Stored data entries:
::::::
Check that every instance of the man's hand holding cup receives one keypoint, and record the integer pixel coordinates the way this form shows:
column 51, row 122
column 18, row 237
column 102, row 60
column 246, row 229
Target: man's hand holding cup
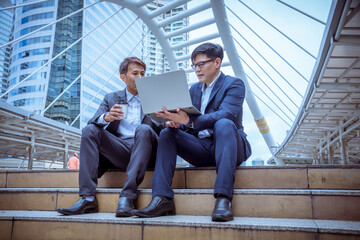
column 117, row 112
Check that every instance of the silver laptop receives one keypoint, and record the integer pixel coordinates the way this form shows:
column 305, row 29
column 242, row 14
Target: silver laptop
column 169, row 90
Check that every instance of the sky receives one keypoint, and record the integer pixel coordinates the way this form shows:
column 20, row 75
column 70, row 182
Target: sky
column 303, row 30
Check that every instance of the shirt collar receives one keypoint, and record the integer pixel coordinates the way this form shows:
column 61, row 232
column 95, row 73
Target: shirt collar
column 211, row 84
column 129, row 96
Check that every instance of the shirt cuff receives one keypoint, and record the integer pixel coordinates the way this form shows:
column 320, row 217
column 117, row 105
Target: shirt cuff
::::::
- [Task] Leave nothing out but the pictures when transcribing the records.

- [Answer below]
Check that every instance of the man's hand holding cup receives one keypoint, and record the integer pixel coordinates the way this form shows:
column 51, row 122
column 18, row 237
column 102, row 60
column 246, row 229
Target: man's hand holding cup
column 117, row 112
Check that every instance of the silver laptop receives one keypoint, and record the integer pixel coordinates the way this form shows:
column 305, row 29
column 242, row 14
Target: silver laptop
column 169, row 90
Check that every instance of the sky receives one keypoint, and record the integer pixel coordinates the way this form shows:
column 20, row 75
column 70, row 182
Target: sky
column 303, row 30
Check that every instance of the shirt collar receives one keypoint, and record the integer pixel coordinates the way this form shows:
column 61, row 232
column 95, row 73
Target: shirt collar
column 211, row 84
column 129, row 96
Check that every instance of the shirt cuff receives one keypoint, and record the integer pixel coordinates the way this form shows:
column 320, row 217
column 117, row 105
Target: shirt cuff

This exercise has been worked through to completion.